In how many lines of the material below does the string "cutlery" appear? Answer with a single number.

--------------------------------

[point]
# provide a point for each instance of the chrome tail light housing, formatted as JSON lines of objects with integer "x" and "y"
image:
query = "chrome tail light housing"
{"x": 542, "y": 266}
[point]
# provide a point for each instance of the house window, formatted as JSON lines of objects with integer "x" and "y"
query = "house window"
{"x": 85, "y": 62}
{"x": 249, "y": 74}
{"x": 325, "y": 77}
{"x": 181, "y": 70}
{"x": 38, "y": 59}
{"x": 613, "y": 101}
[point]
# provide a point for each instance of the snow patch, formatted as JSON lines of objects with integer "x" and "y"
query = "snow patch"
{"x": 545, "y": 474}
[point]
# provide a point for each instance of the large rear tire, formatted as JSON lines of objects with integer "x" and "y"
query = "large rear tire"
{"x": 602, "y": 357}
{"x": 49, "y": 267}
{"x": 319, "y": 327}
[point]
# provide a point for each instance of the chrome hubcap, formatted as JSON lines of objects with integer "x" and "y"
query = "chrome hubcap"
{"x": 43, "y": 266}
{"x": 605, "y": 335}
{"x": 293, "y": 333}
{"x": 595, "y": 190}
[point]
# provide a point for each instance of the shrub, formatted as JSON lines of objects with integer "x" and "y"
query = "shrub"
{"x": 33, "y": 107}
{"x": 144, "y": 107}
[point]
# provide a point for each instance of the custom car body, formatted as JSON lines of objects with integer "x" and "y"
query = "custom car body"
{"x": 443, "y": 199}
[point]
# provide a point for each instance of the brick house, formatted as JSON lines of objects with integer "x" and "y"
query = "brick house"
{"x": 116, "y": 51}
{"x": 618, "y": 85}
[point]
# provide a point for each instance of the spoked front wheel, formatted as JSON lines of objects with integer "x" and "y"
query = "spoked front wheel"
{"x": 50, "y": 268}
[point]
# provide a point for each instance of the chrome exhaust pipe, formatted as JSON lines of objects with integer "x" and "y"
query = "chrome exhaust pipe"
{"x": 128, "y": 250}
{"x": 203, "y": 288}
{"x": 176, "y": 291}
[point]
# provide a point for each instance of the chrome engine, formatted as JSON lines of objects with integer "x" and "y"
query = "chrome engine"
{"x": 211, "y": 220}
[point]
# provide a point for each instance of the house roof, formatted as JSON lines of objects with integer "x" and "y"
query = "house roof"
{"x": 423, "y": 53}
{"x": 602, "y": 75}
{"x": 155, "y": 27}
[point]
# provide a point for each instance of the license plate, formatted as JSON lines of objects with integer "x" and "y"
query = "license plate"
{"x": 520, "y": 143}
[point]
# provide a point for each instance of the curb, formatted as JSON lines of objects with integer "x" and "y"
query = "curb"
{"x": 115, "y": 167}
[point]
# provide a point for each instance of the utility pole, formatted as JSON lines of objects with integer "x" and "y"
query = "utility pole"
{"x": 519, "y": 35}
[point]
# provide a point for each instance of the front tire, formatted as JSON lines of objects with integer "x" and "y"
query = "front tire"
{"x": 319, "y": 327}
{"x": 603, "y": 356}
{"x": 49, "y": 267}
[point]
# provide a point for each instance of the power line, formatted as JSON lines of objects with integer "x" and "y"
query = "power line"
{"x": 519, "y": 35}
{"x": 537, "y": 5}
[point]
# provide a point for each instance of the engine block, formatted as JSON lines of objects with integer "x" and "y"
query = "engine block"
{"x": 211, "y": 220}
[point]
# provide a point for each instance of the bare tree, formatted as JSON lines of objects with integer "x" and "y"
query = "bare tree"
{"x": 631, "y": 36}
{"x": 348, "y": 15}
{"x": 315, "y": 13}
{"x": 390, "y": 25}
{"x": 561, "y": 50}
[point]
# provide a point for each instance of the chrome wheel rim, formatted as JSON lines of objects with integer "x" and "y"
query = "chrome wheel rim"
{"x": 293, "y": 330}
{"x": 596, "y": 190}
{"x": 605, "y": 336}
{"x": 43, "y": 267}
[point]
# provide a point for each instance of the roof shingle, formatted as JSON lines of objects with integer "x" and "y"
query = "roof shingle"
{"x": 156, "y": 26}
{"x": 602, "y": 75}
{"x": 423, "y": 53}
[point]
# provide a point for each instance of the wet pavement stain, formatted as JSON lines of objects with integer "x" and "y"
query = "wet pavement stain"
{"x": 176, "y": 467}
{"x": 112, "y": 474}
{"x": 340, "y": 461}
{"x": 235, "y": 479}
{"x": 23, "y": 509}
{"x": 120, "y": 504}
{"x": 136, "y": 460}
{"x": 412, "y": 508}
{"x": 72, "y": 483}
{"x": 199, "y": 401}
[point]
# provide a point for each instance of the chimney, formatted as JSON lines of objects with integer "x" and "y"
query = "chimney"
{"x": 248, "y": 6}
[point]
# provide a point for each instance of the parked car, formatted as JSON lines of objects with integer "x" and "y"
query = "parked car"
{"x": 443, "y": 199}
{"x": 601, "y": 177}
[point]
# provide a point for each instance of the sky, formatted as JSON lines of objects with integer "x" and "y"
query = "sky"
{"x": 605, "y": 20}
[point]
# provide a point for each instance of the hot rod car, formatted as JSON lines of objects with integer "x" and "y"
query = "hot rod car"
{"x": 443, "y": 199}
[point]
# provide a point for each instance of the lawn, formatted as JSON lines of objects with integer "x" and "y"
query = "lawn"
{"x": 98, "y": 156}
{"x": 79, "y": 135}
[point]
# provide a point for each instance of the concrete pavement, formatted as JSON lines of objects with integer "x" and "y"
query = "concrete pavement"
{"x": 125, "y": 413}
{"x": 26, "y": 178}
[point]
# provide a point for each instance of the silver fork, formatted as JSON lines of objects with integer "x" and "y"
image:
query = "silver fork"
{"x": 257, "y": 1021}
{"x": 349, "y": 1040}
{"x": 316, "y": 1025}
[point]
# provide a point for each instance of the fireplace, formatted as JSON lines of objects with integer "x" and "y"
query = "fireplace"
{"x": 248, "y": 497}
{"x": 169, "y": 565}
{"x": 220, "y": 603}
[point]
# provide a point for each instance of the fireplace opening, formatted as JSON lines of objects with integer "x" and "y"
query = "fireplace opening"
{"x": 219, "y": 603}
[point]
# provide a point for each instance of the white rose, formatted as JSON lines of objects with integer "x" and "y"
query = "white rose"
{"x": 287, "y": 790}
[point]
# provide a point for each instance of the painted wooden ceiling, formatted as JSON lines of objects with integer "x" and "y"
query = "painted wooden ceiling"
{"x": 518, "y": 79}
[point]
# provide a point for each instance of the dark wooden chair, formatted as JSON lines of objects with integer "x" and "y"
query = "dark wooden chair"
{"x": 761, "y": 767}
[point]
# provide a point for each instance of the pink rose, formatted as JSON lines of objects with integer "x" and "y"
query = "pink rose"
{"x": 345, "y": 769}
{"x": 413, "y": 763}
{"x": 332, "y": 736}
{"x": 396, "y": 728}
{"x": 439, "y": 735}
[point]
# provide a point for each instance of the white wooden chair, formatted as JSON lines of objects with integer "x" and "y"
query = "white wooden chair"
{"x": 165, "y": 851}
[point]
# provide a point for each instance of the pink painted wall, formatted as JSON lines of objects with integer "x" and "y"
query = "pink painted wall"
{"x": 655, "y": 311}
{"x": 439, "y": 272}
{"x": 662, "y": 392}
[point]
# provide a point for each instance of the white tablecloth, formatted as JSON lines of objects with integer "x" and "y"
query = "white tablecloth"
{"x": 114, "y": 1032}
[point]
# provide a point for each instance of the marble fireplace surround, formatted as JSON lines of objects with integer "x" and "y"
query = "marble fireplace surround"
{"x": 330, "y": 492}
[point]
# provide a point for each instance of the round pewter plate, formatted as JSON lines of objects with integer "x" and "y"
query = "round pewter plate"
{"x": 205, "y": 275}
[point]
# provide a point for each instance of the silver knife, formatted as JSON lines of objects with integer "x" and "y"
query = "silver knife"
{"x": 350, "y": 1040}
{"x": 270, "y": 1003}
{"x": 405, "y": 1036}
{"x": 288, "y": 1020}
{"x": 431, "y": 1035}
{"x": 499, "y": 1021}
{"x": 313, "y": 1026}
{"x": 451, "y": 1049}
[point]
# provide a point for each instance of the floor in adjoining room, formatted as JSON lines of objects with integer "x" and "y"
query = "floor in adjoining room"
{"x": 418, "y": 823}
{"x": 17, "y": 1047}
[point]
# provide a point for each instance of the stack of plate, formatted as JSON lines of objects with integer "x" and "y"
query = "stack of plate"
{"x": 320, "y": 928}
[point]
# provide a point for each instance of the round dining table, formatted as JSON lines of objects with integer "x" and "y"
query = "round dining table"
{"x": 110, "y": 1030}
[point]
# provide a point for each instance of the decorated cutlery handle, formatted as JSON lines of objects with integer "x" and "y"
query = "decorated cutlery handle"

--------------------------------

## Output:
2